(Records from a dataset)
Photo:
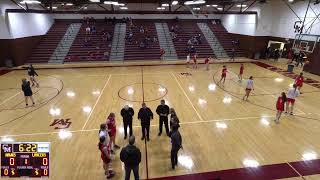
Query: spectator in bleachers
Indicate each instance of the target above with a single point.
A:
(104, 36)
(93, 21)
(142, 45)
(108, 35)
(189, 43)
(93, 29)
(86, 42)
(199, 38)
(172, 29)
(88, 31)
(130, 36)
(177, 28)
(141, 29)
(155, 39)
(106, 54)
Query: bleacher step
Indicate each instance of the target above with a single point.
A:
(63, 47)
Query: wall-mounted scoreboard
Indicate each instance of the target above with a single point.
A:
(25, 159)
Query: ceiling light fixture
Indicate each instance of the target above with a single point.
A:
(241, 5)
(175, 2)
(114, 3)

==

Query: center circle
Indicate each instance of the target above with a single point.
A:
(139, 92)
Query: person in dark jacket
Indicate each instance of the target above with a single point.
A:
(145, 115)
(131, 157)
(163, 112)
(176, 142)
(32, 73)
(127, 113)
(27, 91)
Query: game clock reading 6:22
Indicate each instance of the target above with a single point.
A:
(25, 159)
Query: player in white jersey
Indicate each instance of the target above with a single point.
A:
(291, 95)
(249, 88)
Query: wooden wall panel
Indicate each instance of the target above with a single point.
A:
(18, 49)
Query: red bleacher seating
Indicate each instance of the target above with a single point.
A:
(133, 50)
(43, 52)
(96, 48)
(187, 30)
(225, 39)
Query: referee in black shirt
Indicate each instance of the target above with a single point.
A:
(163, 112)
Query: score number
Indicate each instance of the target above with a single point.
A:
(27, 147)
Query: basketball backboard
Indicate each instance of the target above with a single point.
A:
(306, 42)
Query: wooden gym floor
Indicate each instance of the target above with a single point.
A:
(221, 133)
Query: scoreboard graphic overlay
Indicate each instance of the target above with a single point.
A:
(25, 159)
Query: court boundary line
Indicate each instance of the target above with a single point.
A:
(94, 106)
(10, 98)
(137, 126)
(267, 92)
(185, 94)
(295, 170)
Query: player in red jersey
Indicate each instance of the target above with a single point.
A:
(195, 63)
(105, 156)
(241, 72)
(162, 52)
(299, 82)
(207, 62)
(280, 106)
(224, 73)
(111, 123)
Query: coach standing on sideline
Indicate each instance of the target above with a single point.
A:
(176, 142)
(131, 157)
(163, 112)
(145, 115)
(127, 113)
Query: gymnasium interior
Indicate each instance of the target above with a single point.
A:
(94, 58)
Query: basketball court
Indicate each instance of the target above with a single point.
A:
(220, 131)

...

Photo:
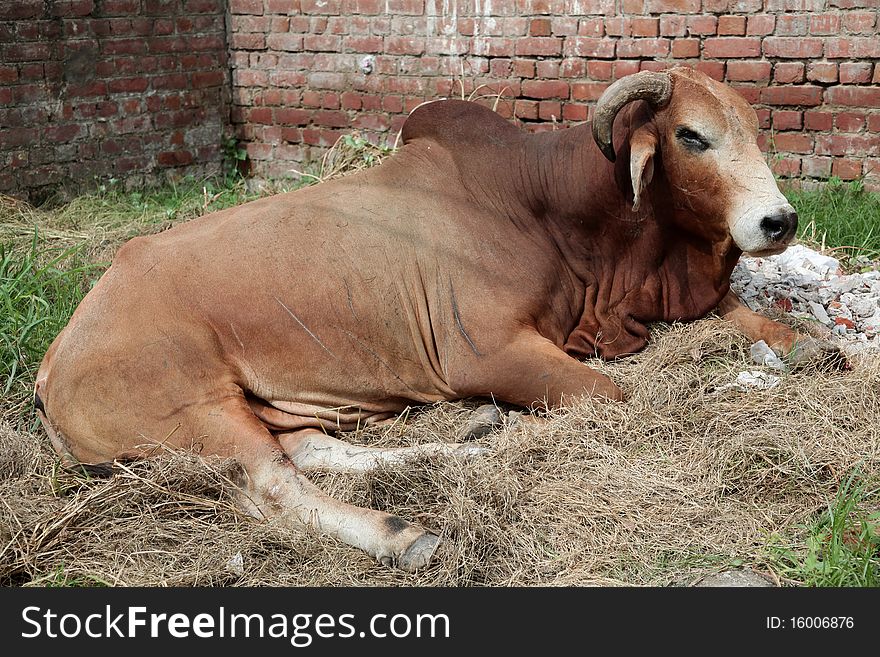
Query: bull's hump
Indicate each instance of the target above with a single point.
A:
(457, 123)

* WHAT THIS TASK INVOLVES
Repeat the entries above verbatim, but only from the line that has "Query: game clock reading 6:22" down to the line that has "Query: red bleacher seating", inclusive.

* OUTPUT BELOW
Query: game clock reading 6:22
Indicate each instance of the target above with a single point.
A:
(25, 159)
Query: player in white jersey
Indicate each instance of the target above with a single point.
A:
(291, 95)
(249, 88)
Query: wooden wall panel
Indicate each instance of the target above with a single point.
A:
(18, 49)
Query: red bleacher seating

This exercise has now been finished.